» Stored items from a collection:
• • • •

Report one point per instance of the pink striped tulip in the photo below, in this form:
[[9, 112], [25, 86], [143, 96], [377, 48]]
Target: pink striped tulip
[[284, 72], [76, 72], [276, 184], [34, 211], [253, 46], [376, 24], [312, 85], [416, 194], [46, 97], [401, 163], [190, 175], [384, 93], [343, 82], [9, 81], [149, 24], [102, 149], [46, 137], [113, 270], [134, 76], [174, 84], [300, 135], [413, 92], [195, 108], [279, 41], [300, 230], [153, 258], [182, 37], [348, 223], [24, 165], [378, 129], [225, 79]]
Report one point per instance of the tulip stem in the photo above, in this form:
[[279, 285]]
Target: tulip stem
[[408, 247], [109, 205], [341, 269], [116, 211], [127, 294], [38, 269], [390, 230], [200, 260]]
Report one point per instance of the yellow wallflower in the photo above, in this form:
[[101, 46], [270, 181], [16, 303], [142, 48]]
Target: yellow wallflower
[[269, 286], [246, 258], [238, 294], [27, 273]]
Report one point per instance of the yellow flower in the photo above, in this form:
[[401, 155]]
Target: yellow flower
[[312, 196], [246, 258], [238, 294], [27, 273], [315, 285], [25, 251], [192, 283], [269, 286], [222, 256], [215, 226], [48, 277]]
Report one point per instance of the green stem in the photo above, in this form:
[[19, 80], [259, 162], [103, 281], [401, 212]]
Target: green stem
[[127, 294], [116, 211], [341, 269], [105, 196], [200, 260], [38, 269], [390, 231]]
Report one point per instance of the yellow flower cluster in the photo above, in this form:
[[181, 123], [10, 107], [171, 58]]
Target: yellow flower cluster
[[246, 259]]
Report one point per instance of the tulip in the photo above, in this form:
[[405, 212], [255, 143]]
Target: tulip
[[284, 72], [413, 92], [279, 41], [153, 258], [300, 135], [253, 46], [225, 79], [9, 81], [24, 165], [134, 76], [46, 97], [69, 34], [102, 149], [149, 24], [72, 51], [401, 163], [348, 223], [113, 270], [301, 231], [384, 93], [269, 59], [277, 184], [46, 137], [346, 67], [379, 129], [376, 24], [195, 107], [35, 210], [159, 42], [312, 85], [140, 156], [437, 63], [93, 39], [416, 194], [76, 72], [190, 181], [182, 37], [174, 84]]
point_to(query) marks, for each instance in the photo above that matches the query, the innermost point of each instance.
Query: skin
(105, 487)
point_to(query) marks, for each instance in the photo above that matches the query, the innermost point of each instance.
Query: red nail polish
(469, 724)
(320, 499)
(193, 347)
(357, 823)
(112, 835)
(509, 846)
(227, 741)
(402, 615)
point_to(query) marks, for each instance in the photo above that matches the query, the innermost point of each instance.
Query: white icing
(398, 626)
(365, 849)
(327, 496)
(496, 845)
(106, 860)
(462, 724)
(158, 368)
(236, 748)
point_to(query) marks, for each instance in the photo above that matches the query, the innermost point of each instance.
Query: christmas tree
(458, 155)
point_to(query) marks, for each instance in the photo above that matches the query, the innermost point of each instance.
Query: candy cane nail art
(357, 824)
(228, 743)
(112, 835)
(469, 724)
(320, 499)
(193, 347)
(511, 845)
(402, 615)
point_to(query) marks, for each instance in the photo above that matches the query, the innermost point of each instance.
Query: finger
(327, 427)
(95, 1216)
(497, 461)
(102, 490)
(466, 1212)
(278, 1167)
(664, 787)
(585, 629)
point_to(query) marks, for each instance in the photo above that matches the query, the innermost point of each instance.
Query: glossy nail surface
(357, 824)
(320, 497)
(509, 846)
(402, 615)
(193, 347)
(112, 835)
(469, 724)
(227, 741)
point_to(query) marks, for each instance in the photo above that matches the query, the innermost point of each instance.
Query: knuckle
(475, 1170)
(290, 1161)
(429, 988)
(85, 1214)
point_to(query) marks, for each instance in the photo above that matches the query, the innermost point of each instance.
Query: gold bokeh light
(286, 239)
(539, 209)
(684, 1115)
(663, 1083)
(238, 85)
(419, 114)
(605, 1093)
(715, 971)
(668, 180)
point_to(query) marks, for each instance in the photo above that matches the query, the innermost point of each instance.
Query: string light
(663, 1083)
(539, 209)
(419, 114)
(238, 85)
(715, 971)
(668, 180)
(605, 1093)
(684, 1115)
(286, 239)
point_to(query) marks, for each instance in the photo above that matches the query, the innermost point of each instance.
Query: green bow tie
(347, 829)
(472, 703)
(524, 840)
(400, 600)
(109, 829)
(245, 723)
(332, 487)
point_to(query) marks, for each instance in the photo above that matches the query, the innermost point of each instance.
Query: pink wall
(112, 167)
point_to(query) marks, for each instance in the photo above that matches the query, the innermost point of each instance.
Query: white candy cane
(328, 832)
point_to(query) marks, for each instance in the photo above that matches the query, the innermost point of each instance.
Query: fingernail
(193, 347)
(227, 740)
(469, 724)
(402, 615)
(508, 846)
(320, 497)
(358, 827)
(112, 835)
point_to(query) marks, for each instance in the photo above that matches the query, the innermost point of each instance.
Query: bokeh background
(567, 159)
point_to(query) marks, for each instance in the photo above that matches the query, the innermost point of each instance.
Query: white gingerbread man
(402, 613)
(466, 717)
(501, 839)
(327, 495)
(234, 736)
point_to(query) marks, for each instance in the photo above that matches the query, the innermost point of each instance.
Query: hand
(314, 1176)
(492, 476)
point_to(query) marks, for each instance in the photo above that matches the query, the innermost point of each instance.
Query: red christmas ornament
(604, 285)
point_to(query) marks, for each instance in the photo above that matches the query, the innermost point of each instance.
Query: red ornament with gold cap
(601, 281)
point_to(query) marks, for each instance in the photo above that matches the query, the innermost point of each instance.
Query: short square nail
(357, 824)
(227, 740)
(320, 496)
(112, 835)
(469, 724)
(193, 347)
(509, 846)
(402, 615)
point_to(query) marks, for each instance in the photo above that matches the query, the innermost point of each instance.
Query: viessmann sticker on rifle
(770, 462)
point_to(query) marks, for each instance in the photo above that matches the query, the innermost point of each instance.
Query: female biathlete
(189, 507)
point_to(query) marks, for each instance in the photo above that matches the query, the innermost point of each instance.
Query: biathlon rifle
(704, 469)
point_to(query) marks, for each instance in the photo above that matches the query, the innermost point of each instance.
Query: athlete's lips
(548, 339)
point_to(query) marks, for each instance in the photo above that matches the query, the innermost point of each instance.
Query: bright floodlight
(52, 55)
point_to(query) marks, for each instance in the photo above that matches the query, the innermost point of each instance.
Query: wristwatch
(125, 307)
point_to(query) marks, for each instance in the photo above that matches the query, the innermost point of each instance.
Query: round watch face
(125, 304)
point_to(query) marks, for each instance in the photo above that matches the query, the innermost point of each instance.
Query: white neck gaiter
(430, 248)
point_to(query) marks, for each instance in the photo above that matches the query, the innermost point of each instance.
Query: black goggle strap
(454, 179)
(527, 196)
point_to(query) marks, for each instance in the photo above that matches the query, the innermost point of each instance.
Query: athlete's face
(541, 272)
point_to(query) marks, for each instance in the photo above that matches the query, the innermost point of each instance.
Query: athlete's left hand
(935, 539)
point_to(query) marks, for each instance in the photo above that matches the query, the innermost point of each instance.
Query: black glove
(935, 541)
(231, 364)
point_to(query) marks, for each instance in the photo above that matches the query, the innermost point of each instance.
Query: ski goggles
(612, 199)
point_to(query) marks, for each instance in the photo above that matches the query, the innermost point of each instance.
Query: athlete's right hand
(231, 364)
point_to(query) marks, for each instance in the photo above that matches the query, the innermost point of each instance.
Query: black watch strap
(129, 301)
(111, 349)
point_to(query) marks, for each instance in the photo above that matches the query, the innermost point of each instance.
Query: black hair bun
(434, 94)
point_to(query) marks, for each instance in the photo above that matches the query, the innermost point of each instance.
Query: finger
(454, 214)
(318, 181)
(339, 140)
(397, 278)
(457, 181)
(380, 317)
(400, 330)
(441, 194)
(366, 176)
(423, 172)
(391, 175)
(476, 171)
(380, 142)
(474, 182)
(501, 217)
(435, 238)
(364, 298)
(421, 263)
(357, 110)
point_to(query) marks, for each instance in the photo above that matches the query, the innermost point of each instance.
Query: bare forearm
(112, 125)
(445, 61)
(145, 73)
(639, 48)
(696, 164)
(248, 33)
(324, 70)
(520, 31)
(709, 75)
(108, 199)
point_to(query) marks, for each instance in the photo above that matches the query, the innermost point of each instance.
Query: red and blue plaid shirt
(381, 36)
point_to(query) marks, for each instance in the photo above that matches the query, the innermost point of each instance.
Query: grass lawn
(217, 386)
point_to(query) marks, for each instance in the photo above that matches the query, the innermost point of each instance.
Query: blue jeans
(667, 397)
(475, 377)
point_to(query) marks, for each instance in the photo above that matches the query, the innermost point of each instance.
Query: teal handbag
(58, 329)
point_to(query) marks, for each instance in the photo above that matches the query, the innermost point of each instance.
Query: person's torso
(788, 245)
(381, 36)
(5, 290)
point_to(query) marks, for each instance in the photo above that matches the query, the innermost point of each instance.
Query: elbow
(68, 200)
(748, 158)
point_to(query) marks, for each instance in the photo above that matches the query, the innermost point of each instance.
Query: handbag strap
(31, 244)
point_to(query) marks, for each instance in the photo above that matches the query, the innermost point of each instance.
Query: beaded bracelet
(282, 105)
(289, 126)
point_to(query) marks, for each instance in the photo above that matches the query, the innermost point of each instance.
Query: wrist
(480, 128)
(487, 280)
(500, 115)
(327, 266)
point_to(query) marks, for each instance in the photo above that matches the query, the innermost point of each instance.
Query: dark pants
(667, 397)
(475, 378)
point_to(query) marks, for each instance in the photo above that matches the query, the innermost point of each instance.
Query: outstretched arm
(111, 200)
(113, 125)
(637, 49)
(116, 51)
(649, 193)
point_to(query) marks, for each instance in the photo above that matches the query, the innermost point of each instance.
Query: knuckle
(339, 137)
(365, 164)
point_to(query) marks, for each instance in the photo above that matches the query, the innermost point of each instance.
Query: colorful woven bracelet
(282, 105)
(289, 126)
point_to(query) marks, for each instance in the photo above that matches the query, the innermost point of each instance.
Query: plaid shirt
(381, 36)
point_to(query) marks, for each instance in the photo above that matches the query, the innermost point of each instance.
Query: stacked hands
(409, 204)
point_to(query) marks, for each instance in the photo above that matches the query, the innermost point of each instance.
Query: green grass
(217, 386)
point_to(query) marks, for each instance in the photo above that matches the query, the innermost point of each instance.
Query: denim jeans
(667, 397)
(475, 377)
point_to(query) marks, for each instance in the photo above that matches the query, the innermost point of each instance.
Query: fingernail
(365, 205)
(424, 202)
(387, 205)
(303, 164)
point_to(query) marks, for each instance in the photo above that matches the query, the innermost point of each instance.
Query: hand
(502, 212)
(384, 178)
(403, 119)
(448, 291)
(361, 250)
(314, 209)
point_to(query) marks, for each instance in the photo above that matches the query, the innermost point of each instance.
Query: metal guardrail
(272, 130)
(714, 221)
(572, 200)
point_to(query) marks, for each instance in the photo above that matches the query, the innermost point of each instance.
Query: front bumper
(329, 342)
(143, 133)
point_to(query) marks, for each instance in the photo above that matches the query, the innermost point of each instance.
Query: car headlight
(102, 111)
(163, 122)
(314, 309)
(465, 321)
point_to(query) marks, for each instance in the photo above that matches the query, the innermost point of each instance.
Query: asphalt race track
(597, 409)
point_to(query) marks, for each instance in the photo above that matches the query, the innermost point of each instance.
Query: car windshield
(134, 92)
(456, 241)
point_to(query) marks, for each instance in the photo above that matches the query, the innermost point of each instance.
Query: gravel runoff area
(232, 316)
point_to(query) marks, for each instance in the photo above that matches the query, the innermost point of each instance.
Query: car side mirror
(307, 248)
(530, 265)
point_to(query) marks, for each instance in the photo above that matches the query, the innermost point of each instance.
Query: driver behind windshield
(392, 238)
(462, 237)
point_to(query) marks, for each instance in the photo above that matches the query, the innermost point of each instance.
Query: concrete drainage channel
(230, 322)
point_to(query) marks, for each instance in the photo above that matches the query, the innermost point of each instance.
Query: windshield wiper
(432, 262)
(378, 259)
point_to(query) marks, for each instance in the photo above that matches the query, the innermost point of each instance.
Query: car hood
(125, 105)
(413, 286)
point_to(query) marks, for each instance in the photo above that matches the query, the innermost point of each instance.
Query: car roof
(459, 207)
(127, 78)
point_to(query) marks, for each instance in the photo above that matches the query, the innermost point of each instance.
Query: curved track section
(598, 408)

• • • •

» Work request:
Could you output, exactly and with nothing else, the lines from the start of the records through the line containing "[[401, 155]]"?

» Expected answer:
Report one point per instance of the pink striped tulip in the photo below, in this form:
[[9, 112], [25, 86], [143, 96], [377, 48]]
Target: pink striped tulip
[[284, 72], [76, 72], [276, 184], [34, 211], [253, 46], [376, 24], [312, 85], [416, 194], [46, 97], [401, 163], [190, 175], [384, 93], [343, 82], [9, 81], [149, 24], [102, 149], [46, 137], [113, 270], [134, 76], [174, 84], [300, 135], [413, 92], [195, 108], [279, 41], [300, 230], [153, 258], [182, 37], [348, 223], [24, 165], [378, 129], [225, 79]]
Report one point per instance of the tulip stem in the photo above, in this form:
[[279, 285]]
Target: tulip stem
[[408, 247], [109, 205], [341, 269], [116, 211], [127, 294], [38, 269], [390, 230], [200, 260]]
Report one point per instance of the yellow wallflower in the photo above, in this form:
[[101, 46], [270, 181], [16, 303], [142, 48]]
Target: yellow wallflower
[[269, 286], [246, 258], [238, 294], [27, 273]]
Report one point per instance of the yellow flower in the photo above, in this form:
[[401, 155]]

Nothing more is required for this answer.